TASK TO COMPLETE -> Omit every picture, then give all the entries again exactly.

RAW RECORDS ->
## Begin
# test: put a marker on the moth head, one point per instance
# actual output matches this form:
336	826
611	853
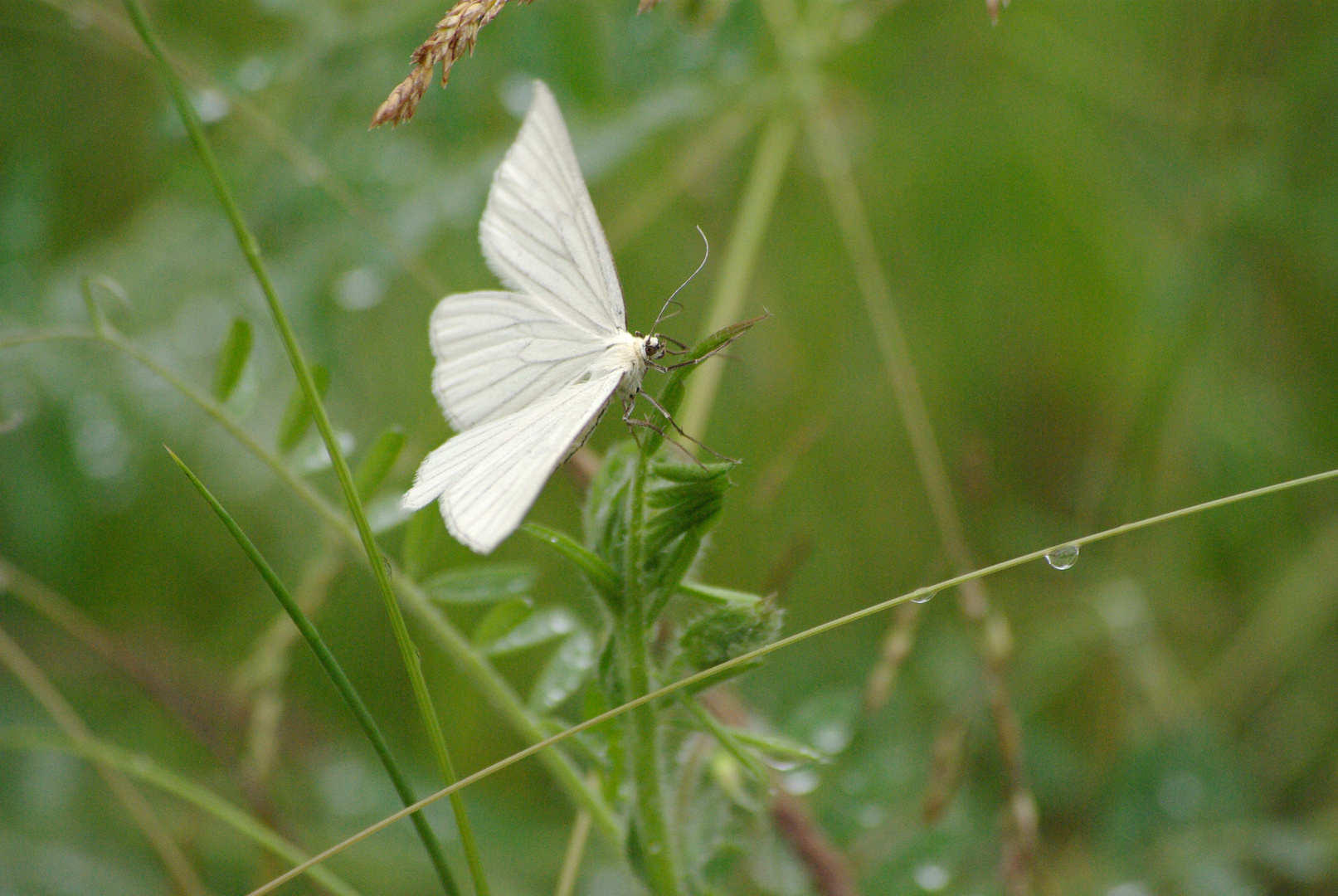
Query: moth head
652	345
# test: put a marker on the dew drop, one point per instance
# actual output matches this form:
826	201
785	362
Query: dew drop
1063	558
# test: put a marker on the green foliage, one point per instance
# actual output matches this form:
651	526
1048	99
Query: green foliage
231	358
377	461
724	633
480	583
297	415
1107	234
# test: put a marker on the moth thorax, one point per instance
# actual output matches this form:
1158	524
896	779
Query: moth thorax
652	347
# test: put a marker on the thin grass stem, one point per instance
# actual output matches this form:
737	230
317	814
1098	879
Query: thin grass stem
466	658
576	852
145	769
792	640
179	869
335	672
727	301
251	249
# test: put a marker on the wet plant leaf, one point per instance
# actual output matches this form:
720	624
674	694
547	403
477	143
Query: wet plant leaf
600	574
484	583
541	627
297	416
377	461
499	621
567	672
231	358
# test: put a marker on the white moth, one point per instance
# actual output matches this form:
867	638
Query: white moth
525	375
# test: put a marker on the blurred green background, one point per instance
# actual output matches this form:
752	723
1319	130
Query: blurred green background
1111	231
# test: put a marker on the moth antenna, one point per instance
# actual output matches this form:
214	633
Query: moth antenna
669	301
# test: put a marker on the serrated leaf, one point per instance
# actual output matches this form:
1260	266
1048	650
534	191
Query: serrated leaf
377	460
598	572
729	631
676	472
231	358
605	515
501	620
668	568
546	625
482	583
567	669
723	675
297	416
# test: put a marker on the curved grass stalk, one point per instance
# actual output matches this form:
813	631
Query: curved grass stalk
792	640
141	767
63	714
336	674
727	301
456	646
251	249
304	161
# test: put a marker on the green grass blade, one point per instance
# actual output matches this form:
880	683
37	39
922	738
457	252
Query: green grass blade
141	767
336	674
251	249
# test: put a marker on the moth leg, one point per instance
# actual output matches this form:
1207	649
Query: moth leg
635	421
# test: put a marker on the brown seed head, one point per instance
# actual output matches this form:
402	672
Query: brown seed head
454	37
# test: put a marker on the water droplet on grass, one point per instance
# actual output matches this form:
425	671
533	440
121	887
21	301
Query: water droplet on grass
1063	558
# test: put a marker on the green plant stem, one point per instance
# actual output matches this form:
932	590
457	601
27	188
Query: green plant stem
## End
RESULT FOR THIS TASK ->
# test: put a marker on the moth head, one point per instance
# actual output matches this form:
336	826
611	853
Query: moth head
652	345
# test: put a marker on the dew drop, one point per instance
# actual output matches this form:
826	201
785	362
Query: dew drop
1063	558
# test: put a marker on the green foliage, one point per instance
# actual output matches this form:
651	526
1048	99
Query: green foliage
231	358
377	461
724	633
480	583
297	415
1107	234
# test: put a marker on the moth thorax, one point per instance
# actual output matches this form:
1158	524
896	779
Query: moth thorax
652	347
# test: put a marker on the thin grass stem, one point per instance
# actual output matches this form:
737	230
317	814
1098	879
Query: thin grass stem
466	658
576	852
145	769
792	640
179	869
335	672
727	301
251	249
# test: put a marker on the wet plant leaf, one point per instance
# actual output matches this form:
720	624
674	694
547	403
477	143
Query: wet plant leaf
600	574
484	583
541	627
297	416
377	461
499	621
567	672
231	358
# test: put a marker on the white moth, one point per instance
# actual output matches this form:
867	638
Query: white moth
525	375
# test: put a marker on the blurred green background, one point per instance
# actual output matches this form:
752	723
1319	130
Query: blurred green background
1111	231
# test: put a marker on the moth antenna, one point per instance
# actual output matches this form:
214	633
Query: moth antenna
669	301
# test: put a marker on the serrated leaf, one point per instance
# actual output matches this form:
1260	266
1048	650
534	191
Query: serrated leaf
377	460
598	572
729	631
676	472
231	358
605	515
501	620
668	568
546	625
482	583
567	669
723	675
297	416
# test: put a marker on the curved grass stalk, one point per instance
# actual output matches this form:
813	631
Query: curved grass stalk
792	640
141	767
63	714
336	674
727	301
456	646
251	249
304	161
# test: put a marker on the green grass blade, one point per instance
# actual output matches this form:
880	683
37	39
922	738
457	252
Query: green grass blade
141	767
336	674
251	249
# test: put a marker on the moth leg, one point per instance
# actual output matches this form:
1207	649
Query: moth leg
635	421
# test: put a marker on the brown seed head, one point per instance
# actual output matches this form:
402	672
Query: brown seed head
454	37
# test: put a marker on the water droplet on grass, one point per instance
# actual output matches this form:
425	671
533	440
121	887
21	301
Query: water droplet on grass
1063	558
# test: put a marker on the green plant stem, one point per instance
# actual output matches this form:
932	590
457	601
27	188
Query: green plant stem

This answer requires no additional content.